◆ **Dataset excerpts**
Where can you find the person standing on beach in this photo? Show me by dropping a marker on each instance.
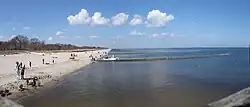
(17, 64)
(30, 63)
(18, 72)
(22, 72)
(20, 65)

◆ **Exercise brief**
Apart from the pictures, repeat the data above exactly.

◆ **Answer to this task**
Where can you find the person standing on beach in this photo? Show me by dropping a marker on each instance.
(17, 64)
(30, 63)
(18, 72)
(22, 72)
(20, 65)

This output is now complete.